Your reply should hold only the lines from the records below where "flagpole" occurs.
□ □ □ □
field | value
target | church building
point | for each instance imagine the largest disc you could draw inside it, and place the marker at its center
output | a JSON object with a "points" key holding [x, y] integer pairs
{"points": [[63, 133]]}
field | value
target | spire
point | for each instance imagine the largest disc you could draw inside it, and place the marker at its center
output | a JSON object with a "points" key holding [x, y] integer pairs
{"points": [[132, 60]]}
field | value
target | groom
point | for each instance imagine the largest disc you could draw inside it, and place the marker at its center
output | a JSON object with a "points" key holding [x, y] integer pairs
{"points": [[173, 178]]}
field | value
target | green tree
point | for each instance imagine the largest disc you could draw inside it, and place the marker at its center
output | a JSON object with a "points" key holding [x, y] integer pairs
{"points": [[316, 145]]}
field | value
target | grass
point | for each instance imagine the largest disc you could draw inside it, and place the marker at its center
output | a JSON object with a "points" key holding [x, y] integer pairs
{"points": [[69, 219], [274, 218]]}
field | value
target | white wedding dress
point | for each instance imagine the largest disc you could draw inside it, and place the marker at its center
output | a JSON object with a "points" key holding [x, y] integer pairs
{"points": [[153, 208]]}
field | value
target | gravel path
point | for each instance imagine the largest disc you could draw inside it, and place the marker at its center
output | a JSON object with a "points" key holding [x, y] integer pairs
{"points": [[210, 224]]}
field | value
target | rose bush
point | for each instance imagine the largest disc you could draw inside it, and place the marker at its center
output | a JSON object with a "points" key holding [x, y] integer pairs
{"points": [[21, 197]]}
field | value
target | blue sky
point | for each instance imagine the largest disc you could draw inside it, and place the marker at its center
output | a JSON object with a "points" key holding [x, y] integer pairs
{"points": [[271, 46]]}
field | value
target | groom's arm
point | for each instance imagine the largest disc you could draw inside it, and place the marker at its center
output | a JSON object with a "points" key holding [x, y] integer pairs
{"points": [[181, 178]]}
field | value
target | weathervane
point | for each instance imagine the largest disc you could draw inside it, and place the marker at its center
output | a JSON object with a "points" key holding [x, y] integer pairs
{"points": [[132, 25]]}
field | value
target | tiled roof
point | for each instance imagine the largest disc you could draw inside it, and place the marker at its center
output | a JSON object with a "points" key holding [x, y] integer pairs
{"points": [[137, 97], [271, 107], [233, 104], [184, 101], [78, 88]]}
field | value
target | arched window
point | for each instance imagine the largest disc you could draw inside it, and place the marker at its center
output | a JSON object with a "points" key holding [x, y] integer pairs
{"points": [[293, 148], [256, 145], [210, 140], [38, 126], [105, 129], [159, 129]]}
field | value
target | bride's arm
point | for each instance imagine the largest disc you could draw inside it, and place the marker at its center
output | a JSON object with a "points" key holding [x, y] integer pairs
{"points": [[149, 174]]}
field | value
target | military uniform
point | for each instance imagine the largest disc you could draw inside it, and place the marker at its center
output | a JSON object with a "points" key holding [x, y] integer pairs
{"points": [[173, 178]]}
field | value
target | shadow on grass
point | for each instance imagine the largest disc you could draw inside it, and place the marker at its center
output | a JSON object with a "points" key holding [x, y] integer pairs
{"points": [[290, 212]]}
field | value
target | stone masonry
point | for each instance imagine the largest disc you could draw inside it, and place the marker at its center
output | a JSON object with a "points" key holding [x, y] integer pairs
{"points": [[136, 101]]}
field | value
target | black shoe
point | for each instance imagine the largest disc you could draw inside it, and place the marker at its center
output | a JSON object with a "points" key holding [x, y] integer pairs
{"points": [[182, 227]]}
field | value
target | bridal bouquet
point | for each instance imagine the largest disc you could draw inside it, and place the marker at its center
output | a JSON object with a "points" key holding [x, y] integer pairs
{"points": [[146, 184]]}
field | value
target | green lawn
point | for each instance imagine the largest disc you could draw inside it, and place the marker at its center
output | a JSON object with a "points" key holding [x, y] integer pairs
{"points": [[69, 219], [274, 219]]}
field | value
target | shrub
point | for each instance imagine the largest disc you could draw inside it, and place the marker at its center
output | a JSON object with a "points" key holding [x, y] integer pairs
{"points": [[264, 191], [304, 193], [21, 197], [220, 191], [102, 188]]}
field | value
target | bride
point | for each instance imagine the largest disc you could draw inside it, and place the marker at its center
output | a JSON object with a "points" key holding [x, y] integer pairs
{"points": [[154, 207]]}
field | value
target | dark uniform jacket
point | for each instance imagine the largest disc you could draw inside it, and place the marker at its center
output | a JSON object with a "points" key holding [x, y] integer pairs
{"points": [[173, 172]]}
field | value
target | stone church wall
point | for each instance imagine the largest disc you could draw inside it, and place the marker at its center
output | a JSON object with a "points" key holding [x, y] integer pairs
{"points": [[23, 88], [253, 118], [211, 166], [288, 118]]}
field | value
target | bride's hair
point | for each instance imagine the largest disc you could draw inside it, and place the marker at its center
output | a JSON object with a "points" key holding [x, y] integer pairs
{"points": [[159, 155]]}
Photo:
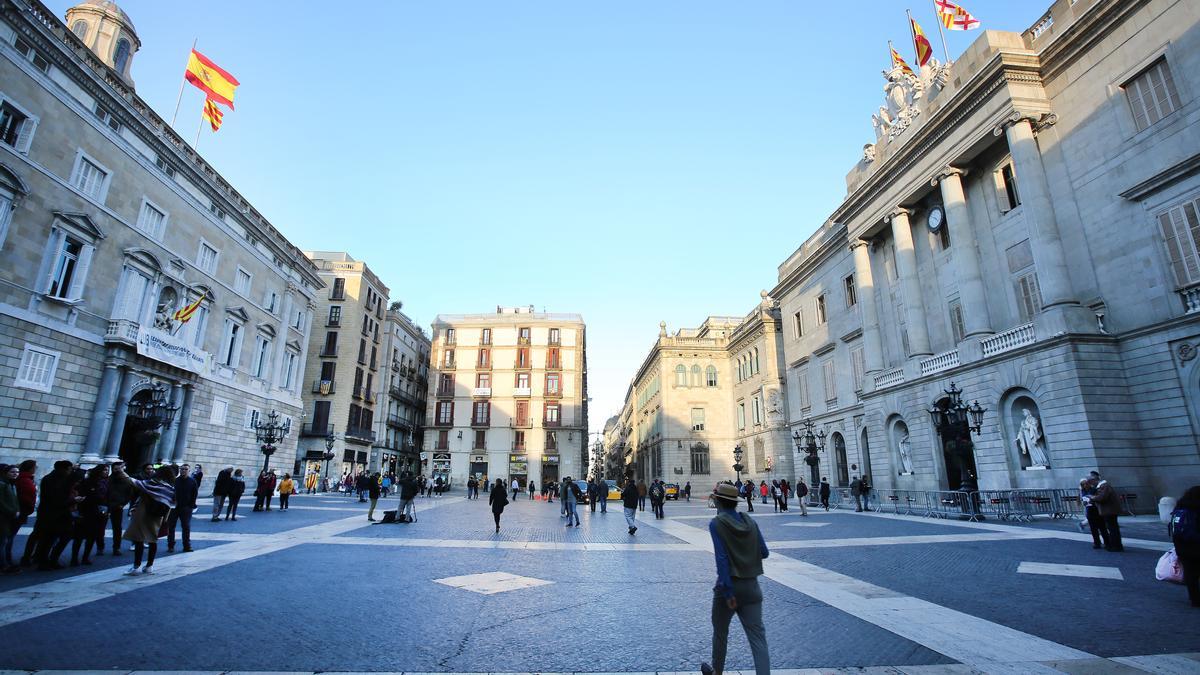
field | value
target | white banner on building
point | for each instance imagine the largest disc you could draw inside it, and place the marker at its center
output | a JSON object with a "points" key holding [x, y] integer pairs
{"points": [[171, 350]]}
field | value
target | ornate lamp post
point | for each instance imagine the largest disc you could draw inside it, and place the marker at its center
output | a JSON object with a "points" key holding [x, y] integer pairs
{"points": [[269, 434], [955, 422], [810, 444], [330, 438]]}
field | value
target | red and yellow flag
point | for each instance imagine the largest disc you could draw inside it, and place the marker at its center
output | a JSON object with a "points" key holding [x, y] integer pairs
{"points": [[921, 43], [898, 61], [210, 78], [954, 17], [213, 113], [185, 314]]}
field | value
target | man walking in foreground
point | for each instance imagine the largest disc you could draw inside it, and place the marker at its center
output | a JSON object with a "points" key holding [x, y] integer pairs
{"points": [[738, 548]]}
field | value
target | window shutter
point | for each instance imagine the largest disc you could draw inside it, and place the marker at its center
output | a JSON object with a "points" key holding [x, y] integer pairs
{"points": [[25, 136], [81, 273]]}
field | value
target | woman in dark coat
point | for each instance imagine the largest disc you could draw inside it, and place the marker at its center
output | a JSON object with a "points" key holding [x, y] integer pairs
{"points": [[498, 500]]}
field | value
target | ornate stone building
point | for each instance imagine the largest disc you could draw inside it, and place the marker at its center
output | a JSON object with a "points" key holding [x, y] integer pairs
{"points": [[508, 396], [1025, 227], [109, 223]]}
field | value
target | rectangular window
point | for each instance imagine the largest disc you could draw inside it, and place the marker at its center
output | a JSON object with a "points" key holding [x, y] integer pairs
{"points": [[207, 258], [1152, 95], [37, 368], [241, 282], [90, 178]]}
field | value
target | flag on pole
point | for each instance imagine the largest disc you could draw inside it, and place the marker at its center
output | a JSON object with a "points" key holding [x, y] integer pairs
{"points": [[210, 78], [185, 314], [213, 113], [954, 17], [921, 43], [898, 61]]}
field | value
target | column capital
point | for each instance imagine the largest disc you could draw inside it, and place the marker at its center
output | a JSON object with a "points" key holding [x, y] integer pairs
{"points": [[946, 172]]}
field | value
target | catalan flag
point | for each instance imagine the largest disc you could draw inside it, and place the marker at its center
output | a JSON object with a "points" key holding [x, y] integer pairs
{"points": [[213, 113], [210, 78], [954, 17], [185, 314], [898, 61], [919, 42]]}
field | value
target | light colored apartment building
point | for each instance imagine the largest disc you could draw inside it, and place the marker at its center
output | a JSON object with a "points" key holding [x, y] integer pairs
{"points": [[507, 396], [346, 363], [109, 223], [1025, 228], [400, 425]]}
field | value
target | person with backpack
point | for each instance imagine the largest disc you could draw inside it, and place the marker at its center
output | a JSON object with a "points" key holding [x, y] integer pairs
{"points": [[1185, 531]]}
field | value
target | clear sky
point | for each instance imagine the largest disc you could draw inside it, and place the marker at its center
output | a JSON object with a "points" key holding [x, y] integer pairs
{"points": [[627, 160]]}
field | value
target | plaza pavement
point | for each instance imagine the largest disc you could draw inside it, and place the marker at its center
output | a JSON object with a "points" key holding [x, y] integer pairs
{"points": [[319, 589]]}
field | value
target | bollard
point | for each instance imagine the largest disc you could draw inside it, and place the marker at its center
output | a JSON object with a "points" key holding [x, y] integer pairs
{"points": [[1165, 506]]}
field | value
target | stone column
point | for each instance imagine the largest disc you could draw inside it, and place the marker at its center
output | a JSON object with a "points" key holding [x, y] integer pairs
{"points": [[873, 345], [119, 413], [102, 416], [1049, 256], [906, 267], [966, 255], [166, 447]]}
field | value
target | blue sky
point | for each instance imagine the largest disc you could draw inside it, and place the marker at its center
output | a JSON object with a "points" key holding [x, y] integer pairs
{"points": [[630, 161]]}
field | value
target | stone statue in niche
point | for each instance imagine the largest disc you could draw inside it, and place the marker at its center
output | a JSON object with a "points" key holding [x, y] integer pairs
{"points": [[1031, 441], [905, 448]]}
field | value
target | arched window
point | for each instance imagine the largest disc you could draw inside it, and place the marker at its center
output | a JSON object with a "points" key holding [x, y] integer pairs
{"points": [[121, 57]]}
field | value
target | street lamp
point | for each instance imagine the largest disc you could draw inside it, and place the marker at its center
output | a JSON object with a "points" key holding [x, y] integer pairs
{"points": [[269, 434], [330, 438]]}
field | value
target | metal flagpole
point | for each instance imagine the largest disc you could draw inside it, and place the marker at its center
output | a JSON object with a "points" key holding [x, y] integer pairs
{"points": [[941, 33], [181, 83]]}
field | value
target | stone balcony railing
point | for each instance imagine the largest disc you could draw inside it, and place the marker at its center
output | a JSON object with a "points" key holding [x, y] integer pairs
{"points": [[1009, 339], [939, 363]]}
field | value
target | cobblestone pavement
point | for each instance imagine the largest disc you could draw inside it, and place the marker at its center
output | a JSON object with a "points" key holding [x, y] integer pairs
{"points": [[319, 589]]}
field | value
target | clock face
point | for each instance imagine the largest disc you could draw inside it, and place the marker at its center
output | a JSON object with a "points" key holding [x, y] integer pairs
{"points": [[935, 219]]}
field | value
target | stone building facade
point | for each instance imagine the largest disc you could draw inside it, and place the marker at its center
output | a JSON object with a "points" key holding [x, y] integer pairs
{"points": [[1025, 226], [345, 365], [109, 223], [508, 396], [400, 426]]}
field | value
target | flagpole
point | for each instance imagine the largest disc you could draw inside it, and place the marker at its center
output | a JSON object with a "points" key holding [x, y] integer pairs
{"points": [[941, 33], [181, 83]]}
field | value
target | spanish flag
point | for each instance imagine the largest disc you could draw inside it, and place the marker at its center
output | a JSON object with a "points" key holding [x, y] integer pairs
{"points": [[210, 78], [898, 61], [185, 314], [213, 113], [921, 43]]}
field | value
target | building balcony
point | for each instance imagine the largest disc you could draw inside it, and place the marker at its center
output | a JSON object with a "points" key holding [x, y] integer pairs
{"points": [[123, 332]]}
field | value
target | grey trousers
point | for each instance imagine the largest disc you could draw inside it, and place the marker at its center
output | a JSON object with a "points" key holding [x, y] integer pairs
{"points": [[749, 611]]}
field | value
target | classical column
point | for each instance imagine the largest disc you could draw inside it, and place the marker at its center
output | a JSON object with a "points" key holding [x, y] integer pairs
{"points": [[966, 255], [166, 446], [873, 346], [183, 418], [102, 414], [906, 267], [123, 408], [1049, 256]]}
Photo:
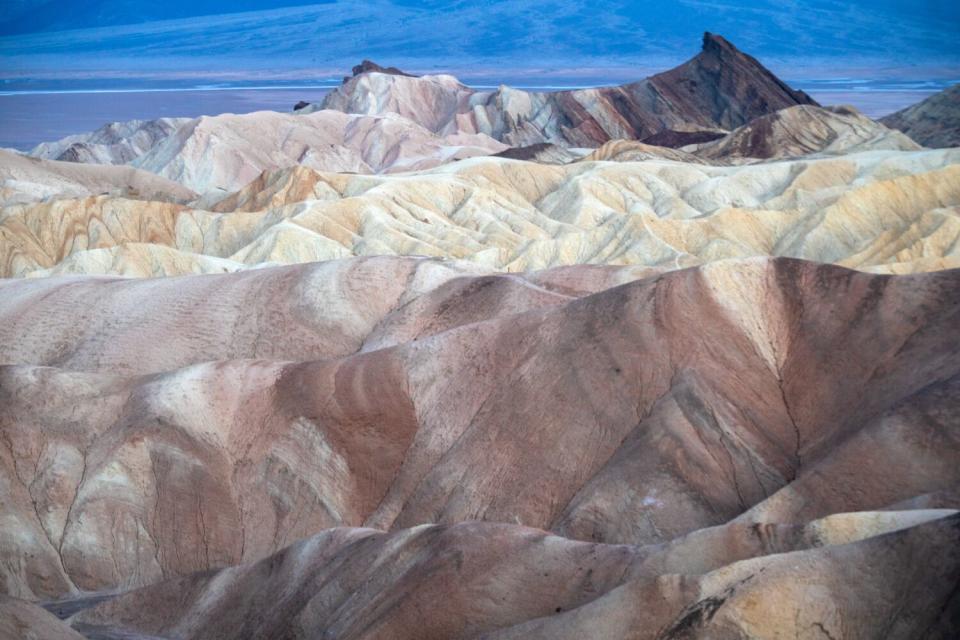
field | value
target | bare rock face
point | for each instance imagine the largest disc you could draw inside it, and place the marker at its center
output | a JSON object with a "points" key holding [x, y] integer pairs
{"points": [[114, 143], [26, 179], [627, 204], [123, 466], [935, 122], [804, 130], [506, 581], [223, 153], [368, 66], [22, 620], [722, 87], [719, 88]]}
□ □ □ □
→ **Solution**:
target | metal flagpole
target | flagpole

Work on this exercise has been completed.